**DAFTAR TUGAS**
**A.** Tuliskan kembali tanpa perubahan bagian teks silsilah keluarga yang diawali kata-kata berisi "Dari silsilah keluarga" dan diakhiri dengan "Kab Maros, Sulsel.".
**B.** Menurut teks silsilah keluarga, Gallarrang merupakan bagian dari apa?
**C.** Lanjutkan teks silsilah keluarga, mulai dari sesudah kalimat terakhirnya.

─── KUTIPAN TEKS

SILSILAH KELUARGA — Dalam menulis silsilah keluarga, saya harus mengurut satu demi satu urut-urutannya. Pada akhirnya, saya jadi kaget, ketika menemukan alurnya. Ternyata, saya dan istri sumbernya dari satu rumpun. Kata orang Makassar, “se’reji bulo-bulo kabattuangna”. Satu rumpun, rumpun bambu.
Dari silsilah keluarga berikut ini, mohon maaf, tak ada maksud apa-apa. Melainkan semata-mata agar anak cucu kami, punya pegangan jika suatu saat mereka ingin mengetahui asal-usul keluarga dan leluhurnya. Maka sosmed, terutama Facebook, adalah solusinya. Sebab bisa dijadikan sebagai “buku catatan” di era milenium ini — yang sewaktu-waktu bisa ditelusuri jejak digitalnya.
Orang tua kami : Ibu Hajjah Sitti Maryam Puang Mene (almarhumah) bersama ayah Haji Muh Bakri Puang Boko, kini berusia 87 tahun, pensiunan P dan K (kini Disdik) Kab Maros, Sulsel.
Keduanya menikah masih ada terkait hubungan pertalian keluarga, yakni saudara sepupu satu kali (Accikali, kata Orang Makassar), juga sekaligus keduanya anak dari dua Gallarrang Sudiang dan Karaeng Baine.
Ibu adalah putri dari H. Supu Puang Sau (Gallarrang Sudiang pertama), sedang ayah putra dari H. Abdul Rivai Puang Marala (Gallarrang Sudiang ketiga), adik kandung dari H. Supu Puang Sau. Sekaligus cucu dari Baso Puang Sarrang – Puang Saming, yang melahirkan 4 putra-putri, dimana 3 di antaranya jadi Gallarrang Sudiang dan Karaeng Baine. Gallarrang sendiri, adalah bagian dari Bate Salapang, Perangkat Pemerintahan Kerajaan Gowa.

──────
─── BAHAN SUMBER

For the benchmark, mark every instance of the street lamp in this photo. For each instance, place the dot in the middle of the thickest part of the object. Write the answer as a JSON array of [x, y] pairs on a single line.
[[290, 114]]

──────

**JAWABAN YANG DIHARAPKAN**
**A.**
Dari silsilah keluarga berikut ini, mohon maaf, tak ada maksud apa-apa. Melainkan semata-mata agar anak cucu kami, punya pegangan jika suatu saat mereka ingin mengetahui asal-usul keluarga dan leluhurnya. Maka sosmed, terutama Facebook, adalah solusinya. Sebab bisa dijadikan sebagai “buku catatan” di era milenium ini — yang sewaktu-waktu bisa ditelusuri jejak digitalnya.
Orang tua kami : Ibu Hajjah Sitti Maryam Puang Mene (almarhumah) bersama ayah Haji Muh Bakri Puang Boko, kini berusia 87 tahun, pensiunan P dan K (kini Disdik) Kab Maros, Sulsel.

**B.** Gallarrang adalah bagian dari Bate Salapang, perangkat pemerintahan Kerajaan Gowa.

**C.**
Tidak heran, jika kemudian saya dan istri, ternyata juga berjodoh dengan masih mengikuti tradisi perkawinan antar keluarga. Ya seperti status bapak-ibu saya di atas. Orang tua dengan orang tua, masih adik-kakak berbesanan.
Bedanya, saya di urutan level tiga generasi keluarga. Kalau bapak-ibu saya “Accikali” atau sepupu satu kali, maka saya dan istri masih “Appindu”, alias sepupu dua kali menurut istilah orang Makassar. Lebih jelasnya, kakek saya Abdul Rivai Puang Marala dan neneknya istri None Puang Ngai, masih adik-kakak. Atau dengan kata lain, ibu bapak saya dengan mertua laki2 (ayah istri saya), masih saudara sepupu dua kali (Appindu) dan berbesanan.
Maka seperti kebiasaan orang Makassar, saya dan istri pun mendapat “paddaengan” — atau nama tambahan “Daeng” di belakang nama asli. Ini sebagai bentuk penghargaan, juga sekaligus bukti kalau sudah dewasa dan berkeluarga.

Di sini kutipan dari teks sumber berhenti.